• **短い課題**
下に載っている「獣の奏者」外伝の感想文を、最後の文の後から書き進めてもらえますか？

• **文書抜粋**

-------------------------

文庫版には、エリンの母、ソヨンの素顔が垣間見える書き下ろし短編「綿毛」を収録。
大きな物語を支えてきた登場人物たちの、それぞれの生と性。

上橋菜穂子さんの「獣の奏者」シリーズ最終巻。
 
あーこれで終わってしまったのかと思うと・・・
もうのめりこむように読んでましたよ私・・・
 
外伝は、エリンの母ソヨンの話、イアル目線のエリンとの結婚に至るまでの物語、エサル師の若かりし頃の一つの恋の話、そして幼いジェシの子育てのシーンを描いたエリンとイアルの話が収録。
 
なんていうか、「大人の愛」の物語でした。
 
特に寡黙で実直な印象の強いイアルが、抗いがたいほどにエリンに惹かれ、そして結ばれ家族になるまでのストーリーは、まるで薄氷の上を歩いているかのような危うさが漂います。
 
王獣使いのエリンと元堅き楯のイアル。
この二人が結ばれることで待っている未来はどこまでも暗い。
それでも抑える事のできない愛情。苦悩するイアルの想いがひしひしと伝わってきて苦しいほどです。
 
最初からお互いが惹かれあっていた相手同士。

-------------------------

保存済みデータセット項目
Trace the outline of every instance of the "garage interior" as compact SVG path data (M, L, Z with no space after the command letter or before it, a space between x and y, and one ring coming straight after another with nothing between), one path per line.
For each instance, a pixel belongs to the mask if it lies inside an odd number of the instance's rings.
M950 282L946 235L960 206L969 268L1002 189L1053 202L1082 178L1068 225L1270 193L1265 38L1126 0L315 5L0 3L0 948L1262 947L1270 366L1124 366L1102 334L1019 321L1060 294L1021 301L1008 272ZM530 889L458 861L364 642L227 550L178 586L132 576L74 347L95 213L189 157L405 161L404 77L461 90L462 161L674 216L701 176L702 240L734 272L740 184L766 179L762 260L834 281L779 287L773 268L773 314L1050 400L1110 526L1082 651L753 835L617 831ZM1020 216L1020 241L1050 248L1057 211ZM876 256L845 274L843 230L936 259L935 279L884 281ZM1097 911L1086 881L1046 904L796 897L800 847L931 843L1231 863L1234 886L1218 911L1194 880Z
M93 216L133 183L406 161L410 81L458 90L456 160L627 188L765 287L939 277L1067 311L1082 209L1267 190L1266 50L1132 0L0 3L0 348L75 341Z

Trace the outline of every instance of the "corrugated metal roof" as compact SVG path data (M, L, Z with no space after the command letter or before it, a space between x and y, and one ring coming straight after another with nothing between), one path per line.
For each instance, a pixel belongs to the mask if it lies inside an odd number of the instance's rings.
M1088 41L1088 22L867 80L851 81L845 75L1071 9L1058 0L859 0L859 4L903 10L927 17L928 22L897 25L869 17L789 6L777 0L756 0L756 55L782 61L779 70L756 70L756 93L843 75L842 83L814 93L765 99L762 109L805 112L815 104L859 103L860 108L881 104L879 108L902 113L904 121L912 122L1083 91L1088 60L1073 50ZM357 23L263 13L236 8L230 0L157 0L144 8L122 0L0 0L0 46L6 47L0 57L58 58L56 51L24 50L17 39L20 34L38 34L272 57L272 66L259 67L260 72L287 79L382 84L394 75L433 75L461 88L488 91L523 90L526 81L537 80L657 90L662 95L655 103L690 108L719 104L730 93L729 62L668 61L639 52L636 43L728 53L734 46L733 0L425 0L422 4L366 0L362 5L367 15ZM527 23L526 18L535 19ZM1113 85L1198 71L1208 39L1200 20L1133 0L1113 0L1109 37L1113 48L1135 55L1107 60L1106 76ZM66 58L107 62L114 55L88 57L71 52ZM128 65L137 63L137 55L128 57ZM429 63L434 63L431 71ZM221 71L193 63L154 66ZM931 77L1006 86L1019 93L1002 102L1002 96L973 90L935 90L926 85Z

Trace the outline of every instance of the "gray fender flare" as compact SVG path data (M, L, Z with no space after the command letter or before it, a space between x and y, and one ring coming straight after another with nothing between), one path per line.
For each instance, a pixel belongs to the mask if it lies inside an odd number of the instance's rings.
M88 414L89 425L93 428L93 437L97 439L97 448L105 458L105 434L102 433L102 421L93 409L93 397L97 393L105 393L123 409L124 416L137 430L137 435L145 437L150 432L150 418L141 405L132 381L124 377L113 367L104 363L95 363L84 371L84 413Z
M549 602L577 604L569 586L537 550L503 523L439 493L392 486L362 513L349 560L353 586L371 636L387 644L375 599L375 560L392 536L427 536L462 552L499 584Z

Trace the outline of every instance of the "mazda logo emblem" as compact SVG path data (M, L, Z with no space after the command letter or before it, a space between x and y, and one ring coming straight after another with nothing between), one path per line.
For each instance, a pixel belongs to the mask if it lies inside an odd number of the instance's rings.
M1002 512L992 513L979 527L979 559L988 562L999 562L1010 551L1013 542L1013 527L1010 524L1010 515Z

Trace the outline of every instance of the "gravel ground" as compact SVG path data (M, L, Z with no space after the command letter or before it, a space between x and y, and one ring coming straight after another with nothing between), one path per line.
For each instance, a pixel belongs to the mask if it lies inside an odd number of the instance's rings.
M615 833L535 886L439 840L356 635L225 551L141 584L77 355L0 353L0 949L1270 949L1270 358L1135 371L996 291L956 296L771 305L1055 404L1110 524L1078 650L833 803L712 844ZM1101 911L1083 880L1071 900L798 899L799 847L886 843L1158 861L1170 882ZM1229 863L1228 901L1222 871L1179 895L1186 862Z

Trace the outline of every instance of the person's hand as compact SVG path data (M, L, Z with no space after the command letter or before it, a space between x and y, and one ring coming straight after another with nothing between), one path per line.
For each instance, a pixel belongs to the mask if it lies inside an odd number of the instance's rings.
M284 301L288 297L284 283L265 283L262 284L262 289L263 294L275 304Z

-------------------------

• **最終結果**
運命がどんなに過酷であっても、生まれてくる子供に背負わせる重荷が分かっていようとも、ラストの幸せなひと時の物語を読めば、きっとこれで良かったのだと思うのです。
 
どちらかというと寡黙で理知的なエリンとイアルなのに、お喋りで腕白な子供になったジェシの明るさに何度救われたことか・・・!
 
そしてエサル師の若かりし頃のストーリーも収録。
本編ではエリンの母親とも思える力強い存在でしたが、こんなことがあったのね・・・としみじみ。
そしてエリンが学ぶ姿勢は、まんまエサル師の昔を見ているようでもありました。
 
ああ、読み終えてしまいました。
こちらも素晴らしいシリーズでした。